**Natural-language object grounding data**
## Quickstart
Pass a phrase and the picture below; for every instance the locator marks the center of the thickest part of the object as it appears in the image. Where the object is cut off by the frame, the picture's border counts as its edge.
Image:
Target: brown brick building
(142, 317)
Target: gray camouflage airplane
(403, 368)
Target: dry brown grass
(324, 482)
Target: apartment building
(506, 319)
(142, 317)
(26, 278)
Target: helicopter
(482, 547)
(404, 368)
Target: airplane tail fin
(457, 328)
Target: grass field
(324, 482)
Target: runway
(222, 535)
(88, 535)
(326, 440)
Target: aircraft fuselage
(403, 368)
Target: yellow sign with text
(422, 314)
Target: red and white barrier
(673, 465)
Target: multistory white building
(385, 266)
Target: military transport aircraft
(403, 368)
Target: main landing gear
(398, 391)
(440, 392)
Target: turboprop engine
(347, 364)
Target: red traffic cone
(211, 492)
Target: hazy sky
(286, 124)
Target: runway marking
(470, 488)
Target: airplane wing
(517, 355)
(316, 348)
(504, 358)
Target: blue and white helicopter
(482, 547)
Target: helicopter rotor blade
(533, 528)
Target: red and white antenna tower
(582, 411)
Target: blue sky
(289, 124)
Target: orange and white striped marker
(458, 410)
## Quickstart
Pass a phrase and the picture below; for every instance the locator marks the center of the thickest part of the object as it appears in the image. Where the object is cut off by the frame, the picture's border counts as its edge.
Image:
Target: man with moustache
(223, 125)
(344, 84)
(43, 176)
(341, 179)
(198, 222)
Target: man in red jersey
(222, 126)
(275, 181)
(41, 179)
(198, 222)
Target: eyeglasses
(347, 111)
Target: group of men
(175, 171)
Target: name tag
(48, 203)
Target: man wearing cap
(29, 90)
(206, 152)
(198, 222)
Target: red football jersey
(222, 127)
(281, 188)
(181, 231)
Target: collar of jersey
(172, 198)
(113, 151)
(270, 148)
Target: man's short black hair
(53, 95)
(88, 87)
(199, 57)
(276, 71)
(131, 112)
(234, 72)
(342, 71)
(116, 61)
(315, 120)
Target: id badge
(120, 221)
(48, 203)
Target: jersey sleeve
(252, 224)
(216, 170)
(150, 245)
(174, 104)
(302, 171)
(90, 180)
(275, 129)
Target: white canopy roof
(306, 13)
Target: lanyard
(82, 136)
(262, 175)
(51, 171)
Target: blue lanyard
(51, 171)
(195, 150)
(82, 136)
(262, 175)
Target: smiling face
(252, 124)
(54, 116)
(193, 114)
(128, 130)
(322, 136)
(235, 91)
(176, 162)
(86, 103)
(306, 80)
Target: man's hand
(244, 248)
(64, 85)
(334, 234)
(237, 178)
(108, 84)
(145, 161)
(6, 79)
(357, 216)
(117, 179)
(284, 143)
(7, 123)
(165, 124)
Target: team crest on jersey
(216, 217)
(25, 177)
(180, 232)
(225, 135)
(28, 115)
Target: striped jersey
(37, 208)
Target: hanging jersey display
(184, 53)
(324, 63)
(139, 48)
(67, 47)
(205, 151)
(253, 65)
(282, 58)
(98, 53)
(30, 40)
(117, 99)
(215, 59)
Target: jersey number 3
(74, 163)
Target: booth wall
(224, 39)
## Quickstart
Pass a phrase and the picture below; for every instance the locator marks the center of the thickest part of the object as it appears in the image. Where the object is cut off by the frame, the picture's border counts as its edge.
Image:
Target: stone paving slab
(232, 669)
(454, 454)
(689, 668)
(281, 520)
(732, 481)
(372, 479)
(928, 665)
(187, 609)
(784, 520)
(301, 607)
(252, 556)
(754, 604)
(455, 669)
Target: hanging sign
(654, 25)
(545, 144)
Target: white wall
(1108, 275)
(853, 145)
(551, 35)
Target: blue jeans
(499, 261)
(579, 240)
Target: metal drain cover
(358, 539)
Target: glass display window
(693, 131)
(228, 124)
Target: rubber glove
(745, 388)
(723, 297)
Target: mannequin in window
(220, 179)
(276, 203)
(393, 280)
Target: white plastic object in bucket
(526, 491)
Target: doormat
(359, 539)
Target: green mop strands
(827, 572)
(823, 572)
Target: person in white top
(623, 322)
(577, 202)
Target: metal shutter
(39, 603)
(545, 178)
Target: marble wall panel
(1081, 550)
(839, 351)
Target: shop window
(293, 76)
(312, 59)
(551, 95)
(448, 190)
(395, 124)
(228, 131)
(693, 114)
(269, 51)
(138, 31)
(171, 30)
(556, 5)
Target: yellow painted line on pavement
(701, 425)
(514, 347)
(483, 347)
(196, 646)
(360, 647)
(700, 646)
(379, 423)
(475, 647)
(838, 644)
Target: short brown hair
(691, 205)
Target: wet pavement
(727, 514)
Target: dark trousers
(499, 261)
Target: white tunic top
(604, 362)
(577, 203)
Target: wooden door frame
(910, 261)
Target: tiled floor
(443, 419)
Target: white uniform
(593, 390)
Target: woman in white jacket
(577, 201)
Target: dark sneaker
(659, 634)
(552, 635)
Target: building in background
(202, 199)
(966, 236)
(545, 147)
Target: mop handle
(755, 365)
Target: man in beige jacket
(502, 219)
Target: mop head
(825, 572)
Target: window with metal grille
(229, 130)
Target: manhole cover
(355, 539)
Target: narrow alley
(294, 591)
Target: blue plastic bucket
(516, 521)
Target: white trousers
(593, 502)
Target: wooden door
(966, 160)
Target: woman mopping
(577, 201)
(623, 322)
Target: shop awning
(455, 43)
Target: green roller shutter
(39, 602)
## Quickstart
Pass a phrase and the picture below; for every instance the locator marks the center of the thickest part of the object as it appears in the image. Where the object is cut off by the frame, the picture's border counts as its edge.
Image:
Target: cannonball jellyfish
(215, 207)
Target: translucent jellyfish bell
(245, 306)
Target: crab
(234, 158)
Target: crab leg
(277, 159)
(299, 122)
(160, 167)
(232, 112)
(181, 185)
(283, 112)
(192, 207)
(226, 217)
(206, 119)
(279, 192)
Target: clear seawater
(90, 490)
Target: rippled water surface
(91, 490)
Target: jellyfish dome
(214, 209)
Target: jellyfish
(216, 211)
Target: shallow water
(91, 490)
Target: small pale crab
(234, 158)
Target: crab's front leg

**Exercise objective**
Give again, exactly, every line from the one holding "Target: rippled water surface" to the last line of the data.

**Output below**
Target: rippled water surface
(91, 490)
Target: jellyfish dome
(214, 209)
Target: jellyfish
(216, 211)
Target: shallow water
(91, 490)
Target: small pale crab
(234, 158)
Target: crab's front leg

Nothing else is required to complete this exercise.